» **Required action 1**
List the six SSR markers that, according to the grapevine downy mildew text below, showed amplifications.
» **Required action 2**
Copy the passage of the grapevine downy mildew text below from "After validation of" up to and including "by DM [45].", with no changes.

» **Supplied text**
»»

3.3.3. Amplification of SSR Markers Associated with RPV1 Locus in Different Genotypes

After validation of SSR markers amplification at the specific annealing temperature, amplifications were done in DNA isolated from 56 different V. vinifera accessions. The amplification of these polymorphic markers at a particular band size indicates whether that variety is susceptible or resistant to downy mildew. Out of 12, 6 SSR markers namely ATT, TCT, GTAAT, AGGAG, TTCTTT, AGAGGG showed amplifications. The genomic DNA of Muscandinia rotundifolia was also used in the PCRs as a positive control depicting the standard marker allele size associated with resistance. This species of “Vitis” has co-evolved with “Plasmopara viticola” in North America; therefore, it tolerates/resists the infection caused by DM [45].

3.3.4. Data Analysis

All SSR fragments were screened manually and converted to “1” and “0” binary digits for the presence of band and absence of band (Table 3). The comparative analysis of grapevine accessions with M. rotundifolia showed that there were certain varieties showing the presence or absence of respective allelic bands in

Table 2. The list of SSR markers of RPV1 locus with the attained Tm (annealing temperature) and band size.

««

» **Raw data**
»»

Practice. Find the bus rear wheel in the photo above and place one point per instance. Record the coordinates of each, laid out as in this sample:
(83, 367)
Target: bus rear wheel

««

» **Exercise result 1**
ATT, TCT, GTAAT, AGGAG, TTCTTT, AGAGGG

» **Exercise result 2**
After validation of SSR markers amplification at the specific annealing temperature, amplifications were done in DNA isolated from 56 different V. vinifera accessions. The amplification of these polymorphic markers at a particular band size indicates whether that variety is susceptible or resistant to downy mildew. Out of 12, 6 SSR markers namely ATT, TCT, GTAAT, AGGAG, TTCTTT, AGAGGG showed amplifications. The genomic DNA of Muscandinia rotundifolia was also used in the PCRs as a positive control depicting the standard marker allele size associated with resistance. This species of “Vitis” has co-evolved with “Plasmopara viticola” in North America; therefore, it tolerates/resists the infection caused by DM [45].